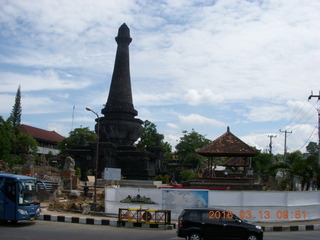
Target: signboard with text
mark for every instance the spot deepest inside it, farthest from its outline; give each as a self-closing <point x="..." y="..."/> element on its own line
<point x="112" y="174"/>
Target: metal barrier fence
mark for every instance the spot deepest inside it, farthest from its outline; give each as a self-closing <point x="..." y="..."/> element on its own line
<point x="149" y="216"/>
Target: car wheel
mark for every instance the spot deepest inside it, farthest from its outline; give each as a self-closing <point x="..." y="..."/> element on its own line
<point x="194" y="236"/>
<point x="252" y="236"/>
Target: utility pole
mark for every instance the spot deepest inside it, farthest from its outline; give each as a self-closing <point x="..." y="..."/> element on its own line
<point x="318" y="109"/>
<point x="270" y="144"/>
<point x="285" y="143"/>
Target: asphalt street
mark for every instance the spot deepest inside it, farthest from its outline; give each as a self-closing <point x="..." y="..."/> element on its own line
<point x="40" y="230"/>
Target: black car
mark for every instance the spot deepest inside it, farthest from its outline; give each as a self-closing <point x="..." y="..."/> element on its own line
<point x="206" y="223"/>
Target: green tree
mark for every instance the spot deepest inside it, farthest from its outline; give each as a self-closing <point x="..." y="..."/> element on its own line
<point x="312" y="148"/>
<point x="24" y="144"/>
<point x="6" y="135"/>
<point x="187" y="175"/>
<point x="77" y="137"/>
<point x="150" y="136"/>
<point x="186" y="148"/>
<point x="298" y="166"/>
<point x="16" y="110"/>
<point x="261" y="165"/>
<point x="13" y="144"/>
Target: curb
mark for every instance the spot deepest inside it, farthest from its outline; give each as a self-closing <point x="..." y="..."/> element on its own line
<point x="116" y="223"/>
<point x="104" y="222"/>
<point x="314" y="227"/>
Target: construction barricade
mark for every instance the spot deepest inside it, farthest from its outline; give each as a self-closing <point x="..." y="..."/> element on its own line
<point x="148" y="216"/>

================================

# WHAT THE TASK REQUIRES
Reproduce every line of the data from the line containing "Target: black car" through the last line, both included, and shift each x and y coordinate in the answers up by 143.

# FINAL ANSWER
Target: black car
mark for every instance the spot deepest inside it, farthest from its outline; give each as a self-closing <point x="..." y="..."/> element on its own line
<point x="349" y="366"/>
Target: green tree
mark for every instance the spot deepest inside it, farthest from its outline; give each as a self-closing <point x="..." y="..."/> element on its own line
<point x="455" y="291"/>
<point x="167" y="287"/>
<point x="149" y="278"/>
<point x="330" y="318"/>
<point x="220" y="280"/>
<point x="293" y="279"/>
<point x="329" y="291"/>
<point x="441" y="309"/>
<point x="159" y="253"/>
<point x="404" y="308"/>
<point x="156" y="287"/>
Target: curb
mark for every instance the spot deepest inside it, farthest from its outline; give each as a self-closing <point x="..." y="..."/> element on its own line
<point x="259" y="366"/>
<point x="247" y="365"/>
<point x="457" y="370"/>
Target: construction barricade
mark for every instance the spot deepest inside it, farthest from its outline; give each as a self-closing <point x="..." y="..."/> element on its own line
<point x="291" y="359"/>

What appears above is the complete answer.